======== DOCUMENT EXCERPT ========

Use of the lambda Red recombinase system to rapidly generate mutants in Pseudomonas aeruginosa
1 Department of Surgery, Harvard Medical School and Massachusetts General Hospital, Boston, MA 02114, USA
2 Shriners' Research Institute, Boston, MA 02114, USA
3 Department of Microbiology and Molecular Genetics, Harvard Medical School, Boston, MA 02115, USA
BMC Molecular Biology 2008, 9:20 doi:10.1186/1471-2199-9-20Published: 4 February 2008
The Red recombinase system of bacteriophage lambda has been used to inactivate chromosomal genes in various bacteria and fungi. The procedure consists of electroporating a polymerase chain reaction (PCR) fragment that was obtained with a 1- or 3-step PCR protocol and that carries an antibiotic cassette flanked by a region homologous to the target locus into a strain that expresses the lambda Red recombination system.
This system has been modified for use in Pseudomonas aeruginosa. Chromosomal DNA deletions of single genes were generated using 3-step PCR products containing flanking regions 400–600 nucleotides (nt) in length that are homologous to the target sequence. A 1-step PCR product with a homologous extension flanking region of only 100 nt was in some cases sufficient to obtain the desired mutant. We further showed that the P. aeruginosa strain PA14 non-redundant transposon library can be used in conjunction with the lambda Red technique to rapidly generate large chromosomal deletions or transfer mutated genes into various PA14 isogenic mutants to create multi-locus knockout mutants.
The lambda Red-based technique can be used efficiently to generate mutants in P. aeruginosa. The main advantage of this procedure is its rapidity as mutants can be easily obtained in less than a week if the 3-step PCR procedure is used, or in less than three days if the mutation needs to be transferred from one strain to another.

========

EXERCISE> Summarize the abstract on the lambda Red recombinase system in Pseudomonas aeruginosa in two sentences.

======== DATA FOR ANALYSIS ========

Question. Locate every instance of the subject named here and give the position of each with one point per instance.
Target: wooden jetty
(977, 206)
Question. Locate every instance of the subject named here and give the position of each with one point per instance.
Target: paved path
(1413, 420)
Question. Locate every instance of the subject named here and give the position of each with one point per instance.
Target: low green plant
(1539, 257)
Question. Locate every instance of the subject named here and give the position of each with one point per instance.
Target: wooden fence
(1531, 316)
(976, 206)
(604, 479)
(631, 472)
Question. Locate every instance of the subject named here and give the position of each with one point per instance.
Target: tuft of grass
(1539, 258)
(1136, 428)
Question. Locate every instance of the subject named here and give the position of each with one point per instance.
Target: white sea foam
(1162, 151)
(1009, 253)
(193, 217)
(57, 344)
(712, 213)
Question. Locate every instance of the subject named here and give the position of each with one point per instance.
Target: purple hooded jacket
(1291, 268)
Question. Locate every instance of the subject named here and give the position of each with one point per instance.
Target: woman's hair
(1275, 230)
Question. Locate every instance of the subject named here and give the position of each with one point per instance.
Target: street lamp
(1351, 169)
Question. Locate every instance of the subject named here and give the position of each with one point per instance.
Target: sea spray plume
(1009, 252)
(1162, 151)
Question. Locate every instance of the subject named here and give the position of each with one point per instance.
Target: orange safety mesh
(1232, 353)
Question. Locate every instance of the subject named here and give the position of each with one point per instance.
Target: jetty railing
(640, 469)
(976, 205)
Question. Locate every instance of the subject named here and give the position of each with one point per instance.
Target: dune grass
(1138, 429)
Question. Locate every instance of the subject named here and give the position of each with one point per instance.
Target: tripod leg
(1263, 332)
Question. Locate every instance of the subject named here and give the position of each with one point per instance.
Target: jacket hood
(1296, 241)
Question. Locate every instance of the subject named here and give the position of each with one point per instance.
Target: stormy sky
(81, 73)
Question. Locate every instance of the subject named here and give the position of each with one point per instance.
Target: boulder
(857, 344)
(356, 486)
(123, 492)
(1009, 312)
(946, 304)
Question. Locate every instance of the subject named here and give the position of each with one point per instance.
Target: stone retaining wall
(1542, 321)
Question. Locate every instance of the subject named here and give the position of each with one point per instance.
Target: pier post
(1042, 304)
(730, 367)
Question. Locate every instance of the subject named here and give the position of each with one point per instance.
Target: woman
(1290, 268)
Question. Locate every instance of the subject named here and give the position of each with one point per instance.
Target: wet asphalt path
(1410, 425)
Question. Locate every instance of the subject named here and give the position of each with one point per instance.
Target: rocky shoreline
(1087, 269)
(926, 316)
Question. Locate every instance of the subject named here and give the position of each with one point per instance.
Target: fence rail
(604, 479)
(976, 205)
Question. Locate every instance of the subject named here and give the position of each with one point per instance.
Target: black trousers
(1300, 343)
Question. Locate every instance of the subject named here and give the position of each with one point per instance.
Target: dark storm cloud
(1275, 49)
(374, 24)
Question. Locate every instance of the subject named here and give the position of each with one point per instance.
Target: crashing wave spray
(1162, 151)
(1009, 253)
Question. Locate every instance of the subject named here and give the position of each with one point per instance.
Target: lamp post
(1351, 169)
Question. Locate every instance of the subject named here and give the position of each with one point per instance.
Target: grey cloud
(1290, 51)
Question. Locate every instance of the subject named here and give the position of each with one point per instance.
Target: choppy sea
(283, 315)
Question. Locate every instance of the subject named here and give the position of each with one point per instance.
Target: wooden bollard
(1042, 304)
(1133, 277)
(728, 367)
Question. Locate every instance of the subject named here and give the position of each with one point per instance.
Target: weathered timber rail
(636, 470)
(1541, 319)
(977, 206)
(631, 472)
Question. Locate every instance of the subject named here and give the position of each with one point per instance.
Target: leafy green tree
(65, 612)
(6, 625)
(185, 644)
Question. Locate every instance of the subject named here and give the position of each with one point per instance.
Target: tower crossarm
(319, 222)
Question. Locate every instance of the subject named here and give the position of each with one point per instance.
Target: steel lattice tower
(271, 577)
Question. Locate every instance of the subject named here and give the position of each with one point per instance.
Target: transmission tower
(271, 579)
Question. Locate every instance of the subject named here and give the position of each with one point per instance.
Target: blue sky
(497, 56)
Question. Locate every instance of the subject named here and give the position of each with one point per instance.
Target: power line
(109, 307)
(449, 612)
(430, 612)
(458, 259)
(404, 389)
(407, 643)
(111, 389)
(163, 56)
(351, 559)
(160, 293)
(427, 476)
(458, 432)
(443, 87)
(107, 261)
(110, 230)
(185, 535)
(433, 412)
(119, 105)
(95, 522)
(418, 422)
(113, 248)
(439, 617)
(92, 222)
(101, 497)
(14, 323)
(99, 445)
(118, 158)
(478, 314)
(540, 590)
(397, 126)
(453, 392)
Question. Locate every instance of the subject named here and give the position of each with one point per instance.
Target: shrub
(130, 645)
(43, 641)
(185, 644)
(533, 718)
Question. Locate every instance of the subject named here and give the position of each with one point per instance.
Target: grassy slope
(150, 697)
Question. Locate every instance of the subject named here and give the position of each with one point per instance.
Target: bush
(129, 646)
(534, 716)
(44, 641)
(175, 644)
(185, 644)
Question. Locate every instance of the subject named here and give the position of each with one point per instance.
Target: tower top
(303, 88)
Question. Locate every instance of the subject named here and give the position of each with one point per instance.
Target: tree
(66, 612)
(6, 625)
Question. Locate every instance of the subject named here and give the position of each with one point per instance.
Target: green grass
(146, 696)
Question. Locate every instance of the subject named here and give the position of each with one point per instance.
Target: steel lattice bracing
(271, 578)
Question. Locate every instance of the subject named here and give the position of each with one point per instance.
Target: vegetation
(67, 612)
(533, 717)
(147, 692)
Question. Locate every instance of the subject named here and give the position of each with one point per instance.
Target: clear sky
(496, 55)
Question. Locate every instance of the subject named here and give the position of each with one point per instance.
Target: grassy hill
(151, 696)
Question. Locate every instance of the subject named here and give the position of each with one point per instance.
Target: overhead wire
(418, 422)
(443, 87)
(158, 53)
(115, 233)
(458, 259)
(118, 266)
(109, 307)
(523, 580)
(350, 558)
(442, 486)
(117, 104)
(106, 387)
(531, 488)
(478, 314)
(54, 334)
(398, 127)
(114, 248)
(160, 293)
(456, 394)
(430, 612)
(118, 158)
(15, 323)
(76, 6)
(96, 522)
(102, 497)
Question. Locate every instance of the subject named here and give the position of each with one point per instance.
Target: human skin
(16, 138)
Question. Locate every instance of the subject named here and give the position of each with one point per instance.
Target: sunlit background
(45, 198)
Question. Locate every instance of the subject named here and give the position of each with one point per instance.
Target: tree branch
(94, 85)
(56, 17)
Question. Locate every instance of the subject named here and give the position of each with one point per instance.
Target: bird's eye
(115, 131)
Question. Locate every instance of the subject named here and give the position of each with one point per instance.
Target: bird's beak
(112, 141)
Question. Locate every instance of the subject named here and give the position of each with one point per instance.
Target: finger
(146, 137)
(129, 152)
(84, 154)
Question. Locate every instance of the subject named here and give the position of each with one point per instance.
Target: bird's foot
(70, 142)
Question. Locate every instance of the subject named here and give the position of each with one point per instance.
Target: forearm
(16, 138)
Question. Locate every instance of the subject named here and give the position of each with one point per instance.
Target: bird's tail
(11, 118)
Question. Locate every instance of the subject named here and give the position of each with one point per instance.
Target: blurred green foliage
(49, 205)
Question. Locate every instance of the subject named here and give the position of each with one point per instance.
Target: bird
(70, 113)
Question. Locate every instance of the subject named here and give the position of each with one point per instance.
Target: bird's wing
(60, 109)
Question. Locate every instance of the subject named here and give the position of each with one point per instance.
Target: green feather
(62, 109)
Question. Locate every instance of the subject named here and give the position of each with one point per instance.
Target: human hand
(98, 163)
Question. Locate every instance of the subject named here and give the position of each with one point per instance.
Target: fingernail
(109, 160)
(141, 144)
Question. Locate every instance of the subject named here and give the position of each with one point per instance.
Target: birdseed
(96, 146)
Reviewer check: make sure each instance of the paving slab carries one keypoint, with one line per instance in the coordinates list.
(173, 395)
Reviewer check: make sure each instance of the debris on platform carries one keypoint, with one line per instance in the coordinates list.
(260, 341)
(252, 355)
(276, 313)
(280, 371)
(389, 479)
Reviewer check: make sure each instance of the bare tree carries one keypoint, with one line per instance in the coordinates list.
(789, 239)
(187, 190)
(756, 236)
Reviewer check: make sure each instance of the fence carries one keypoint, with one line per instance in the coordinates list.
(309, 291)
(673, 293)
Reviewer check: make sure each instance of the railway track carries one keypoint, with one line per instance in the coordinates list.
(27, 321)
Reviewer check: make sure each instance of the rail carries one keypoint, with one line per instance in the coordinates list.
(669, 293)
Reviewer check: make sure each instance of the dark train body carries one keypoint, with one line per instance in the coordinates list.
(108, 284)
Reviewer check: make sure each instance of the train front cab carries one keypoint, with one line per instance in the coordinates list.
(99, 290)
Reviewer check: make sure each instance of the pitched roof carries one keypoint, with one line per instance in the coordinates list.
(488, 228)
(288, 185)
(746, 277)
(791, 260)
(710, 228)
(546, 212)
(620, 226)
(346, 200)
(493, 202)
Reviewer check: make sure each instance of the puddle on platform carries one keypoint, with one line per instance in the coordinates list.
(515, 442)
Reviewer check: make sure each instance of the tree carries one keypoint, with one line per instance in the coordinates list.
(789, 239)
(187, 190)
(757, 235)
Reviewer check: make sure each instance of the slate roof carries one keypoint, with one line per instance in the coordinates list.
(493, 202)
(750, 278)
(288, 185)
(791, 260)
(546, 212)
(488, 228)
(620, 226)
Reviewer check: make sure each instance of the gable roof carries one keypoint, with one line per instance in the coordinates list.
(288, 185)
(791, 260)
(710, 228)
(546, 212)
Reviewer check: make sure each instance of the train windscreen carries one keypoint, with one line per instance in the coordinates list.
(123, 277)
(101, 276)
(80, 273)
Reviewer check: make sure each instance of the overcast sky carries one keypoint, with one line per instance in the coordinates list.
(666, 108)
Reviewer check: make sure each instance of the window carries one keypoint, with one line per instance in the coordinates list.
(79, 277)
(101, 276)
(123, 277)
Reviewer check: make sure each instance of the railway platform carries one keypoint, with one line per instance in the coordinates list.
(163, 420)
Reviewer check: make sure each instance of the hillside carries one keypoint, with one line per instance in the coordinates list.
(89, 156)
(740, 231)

========

PROBLEM SOLUTION> The Red recombinase system of bacteriophage lambda, which inactivates chromosomal genes by electroporating a PCR fragment carrying an antibiotic cassette flanked by a region homologous to the target locus, has been modified for use in Pseudomonas aeruginosa. There it generated single-gene deletions and, with the PA14 transposon library, large chromosomal deletions and multi-locus knockout mutants, and its main advantage is speed: mutants take less than a week with the 3-step PCR procedure, or less than three days when a mutation is transferred between strains.